Reproduce every one of the rows below word for word, changing nothing.

INPUT ▸
........
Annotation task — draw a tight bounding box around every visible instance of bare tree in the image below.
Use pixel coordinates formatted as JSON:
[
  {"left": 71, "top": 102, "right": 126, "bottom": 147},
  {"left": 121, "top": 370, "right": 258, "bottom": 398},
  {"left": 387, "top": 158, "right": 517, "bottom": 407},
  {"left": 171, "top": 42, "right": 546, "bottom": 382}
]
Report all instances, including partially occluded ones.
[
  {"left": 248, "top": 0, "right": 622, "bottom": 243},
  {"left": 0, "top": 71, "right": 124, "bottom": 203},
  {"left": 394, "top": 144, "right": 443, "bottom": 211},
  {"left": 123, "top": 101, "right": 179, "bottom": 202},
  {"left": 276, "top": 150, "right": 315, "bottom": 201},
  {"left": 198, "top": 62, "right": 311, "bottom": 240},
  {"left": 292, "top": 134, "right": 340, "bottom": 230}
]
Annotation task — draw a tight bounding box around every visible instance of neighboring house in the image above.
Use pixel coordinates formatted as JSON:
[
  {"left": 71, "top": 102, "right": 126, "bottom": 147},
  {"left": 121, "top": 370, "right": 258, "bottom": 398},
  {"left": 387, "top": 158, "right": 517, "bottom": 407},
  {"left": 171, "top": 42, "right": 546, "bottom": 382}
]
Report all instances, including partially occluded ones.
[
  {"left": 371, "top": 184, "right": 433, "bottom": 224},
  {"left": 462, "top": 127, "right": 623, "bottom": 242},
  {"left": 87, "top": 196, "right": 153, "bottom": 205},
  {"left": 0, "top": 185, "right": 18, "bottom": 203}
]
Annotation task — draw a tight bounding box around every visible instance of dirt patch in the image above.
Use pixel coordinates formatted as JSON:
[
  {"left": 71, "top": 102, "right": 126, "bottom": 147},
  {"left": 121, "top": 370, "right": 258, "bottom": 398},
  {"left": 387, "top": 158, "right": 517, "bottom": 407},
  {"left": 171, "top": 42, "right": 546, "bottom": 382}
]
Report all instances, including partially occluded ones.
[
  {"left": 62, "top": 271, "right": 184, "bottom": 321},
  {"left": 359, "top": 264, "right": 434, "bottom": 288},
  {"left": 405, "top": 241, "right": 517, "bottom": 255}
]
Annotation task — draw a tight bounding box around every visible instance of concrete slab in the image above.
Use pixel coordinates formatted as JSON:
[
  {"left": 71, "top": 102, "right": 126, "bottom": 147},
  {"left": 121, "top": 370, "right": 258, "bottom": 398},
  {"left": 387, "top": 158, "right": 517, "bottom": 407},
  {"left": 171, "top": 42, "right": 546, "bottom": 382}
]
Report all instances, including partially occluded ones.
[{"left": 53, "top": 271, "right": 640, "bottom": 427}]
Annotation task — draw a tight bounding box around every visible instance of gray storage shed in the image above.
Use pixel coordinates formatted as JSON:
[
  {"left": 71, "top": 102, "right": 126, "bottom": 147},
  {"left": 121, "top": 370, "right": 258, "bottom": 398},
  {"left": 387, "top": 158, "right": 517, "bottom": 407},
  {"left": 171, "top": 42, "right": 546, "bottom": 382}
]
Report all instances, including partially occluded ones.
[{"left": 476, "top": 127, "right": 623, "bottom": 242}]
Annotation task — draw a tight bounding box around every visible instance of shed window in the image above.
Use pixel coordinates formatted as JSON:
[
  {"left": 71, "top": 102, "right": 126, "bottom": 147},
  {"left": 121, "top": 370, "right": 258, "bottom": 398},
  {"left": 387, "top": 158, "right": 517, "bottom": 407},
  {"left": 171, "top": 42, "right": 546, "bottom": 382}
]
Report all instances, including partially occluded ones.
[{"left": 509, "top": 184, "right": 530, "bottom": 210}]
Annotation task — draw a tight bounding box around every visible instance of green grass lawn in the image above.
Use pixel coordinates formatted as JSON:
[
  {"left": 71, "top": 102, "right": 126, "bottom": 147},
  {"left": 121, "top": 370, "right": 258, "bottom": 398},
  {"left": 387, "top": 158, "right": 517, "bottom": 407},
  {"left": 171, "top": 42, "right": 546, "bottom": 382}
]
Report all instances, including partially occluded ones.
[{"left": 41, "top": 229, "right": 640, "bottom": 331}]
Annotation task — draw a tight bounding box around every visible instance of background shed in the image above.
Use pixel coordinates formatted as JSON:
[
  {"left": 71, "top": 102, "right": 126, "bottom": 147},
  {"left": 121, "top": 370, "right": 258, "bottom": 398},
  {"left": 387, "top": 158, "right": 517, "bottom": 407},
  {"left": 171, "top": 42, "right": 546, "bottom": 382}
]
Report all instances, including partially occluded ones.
........
RESULT OF THIS TASK ▸
Annotation task — draw a tight bounding box around every visible instance of bare tree in the image below.
Use pixel coordinates formatted as JSON:
[
  {"left": 71, "top": 102, "right": 126, "bottom": 147},
  {"left": 121, "top": 370, "right": 258, "bottom": 398},
  {"left": 387, "top": 158, "right": 517, "bottom": 407},
  {"left": 171, "top": 42, "right": 546, "bottom": 382}
]
Report all instances, including partially occluded ones.
[
  {"left": 248, "top": 0, "right": 622, "bottom": 243},
  {"left": 0, "top": 71, "right": 124, "bottom": 203},
  {"left": 394, "top": 144, "right": 443, "bottom": 211},
  {"left": 123, "top": 101, "right": 179, "bottom": 202},
  {"left": 276, "top": 150, "right": 315, "bottom": 201},
  {"left": 198, "top": 62, "right": 311, "bottom": 240},
  {"left": 292, "top": 134, "right": 340, "bottom": 230}
]
Annotation task — draw a tight bounding box around every visible instance of neighboring house in the image above.
Use pixel coordinates formatted as JSON:
[
  {"left": 71, "top": 102, "right": 126, "bottom": 147},
  {"left": 121, "top": 370, "right": 258, "bottom": 398},
  {"left": 387, "top": 158, "right": 517, "bottom": 407},
  {"left": 171, "top": 42, "right": 546, "bottom": 382}
]
Report all instances, including partially occluded ones.
[
  {"left": 371, "top": 184, "right": 433, "bottom": 224},
  {"left": 462, "top": 127, "right": 623, "bottom": 242},
  {"left": 87, "top": 196, "right": 153, "bottom": 205},
  {"left": 0, "top": 185, "right": 18, "bottom": 203}
]
Annotation task — draw a tight bounding box around every visible instance of dirt patch in the image above.
Use pixel coordinates formatted as JSON:
[
  {"left": 71, "top": 102, "right": 126, "bottom": 147},
  {"left": 121, "top": 370, "right": 258, "bottom": 398},
  {"left": 387, "top": 158, "right": 517, "bottom": 407},
  {"left": 171, "top": 42, "right": 546, "bottom": 382}
]
Report all instances, including partially occluded ones.
[
  {"left": 62, "top": 271, "right": 184, "bottom": 321},
  {"left": 359, "top": 264, "right": 434, "bottom": 288},
  {"left": 405, "top": 241, "right": 517, "bottom": 255}
]
Annotation task — draw a tight bounding box around every visible instance of concrete slab in the image above.
Use pixel coordinates formatted as JSON:
[
  {"left": 71, "top": 102, "right": 126, "bottom": 147},
  {"left": 121, "top": 370, "right": 258, "bottom": 398},
  {"left": 387, "top": 158, "right": 517, "bottom": 407},
  {"left": 171, "top": 42, "right": 546, "bottom": 382}
]
Report all instances, including partially occluded ones.
[{"left": 53, "top": 271, "right": 640, "bottom": 427}]
Annotation task — draw a tight bounding box around every visible instance of gray storage shed in the image above.
Use pixel coordinates formatted as JSON:
[
  {"left": 71, "top": 102, "right": 126, "bottom": 147},
  {"left": 121, "top": 370, "right": 258, "bottom": 398},
  {"left": 387, "top": 158, "right": 517, "bottom": 407},
  {"left": 171, "top": 42, "right": 546, "bottom": 382}
]
Report all instances, including partially occluded ones.
[{"left": 476, "top": 127, "right": 623, "bottom": 242}]
Annotation task — draw a tight bounding box around every visible instance of shed window in the image above.
Use pixel coordinates formatted as JSON:
[
  {"left": 71, "top": 102, "right": 126, "bottom": 147},
  {"left": 121, "top": 370, "right": 258, "bottom": 398},
  {"left": 387, "top": 158, "right": 517, "bottom": 407},
  {"left": 171, "top": 42, "right": 546, "bottom": 382}
]
Report all instances, including partially occluded ones.
[{"left": 509, "top": 184, "right": 530, "bottom": 210}]
Annotation task — draw a tight bounding box around every visible instance of green grass lawn in the image above.
Use pixel coordinates formatted as JSON:
[
  {"left": 71, "top": 102, "right": 126, "bottom": 147},
  {"left": 121, "top": 370, "right": 258, "bottom": 398},
  {"left": 387, "top": 158, "right": 517, "bottom": 407},
  {"left": 171, "top": 42, "right": 546, "bottom": 382}
]
Report all instances, including partially occluded ones.
[{"left": 41, "top": 229, "right": 640, "bottom": 331}]
Annotation task — draw a tight bounding box around every visible instance of background shed in the image above.
Use pixel coordinates formatted as JSON:
[
  {"left": 71, "top": 102, "right": 126, "bottom": 147},
  {"left": 121, "top": 370, "right": 258, "bottom": 398},
  {"left": 387, "top": 158, "right": 517, "bottom": 407},
  {"left": 171, "top": 42, "right": 546, "bottom": 382}
]
Report all instances, including partially occluded ones.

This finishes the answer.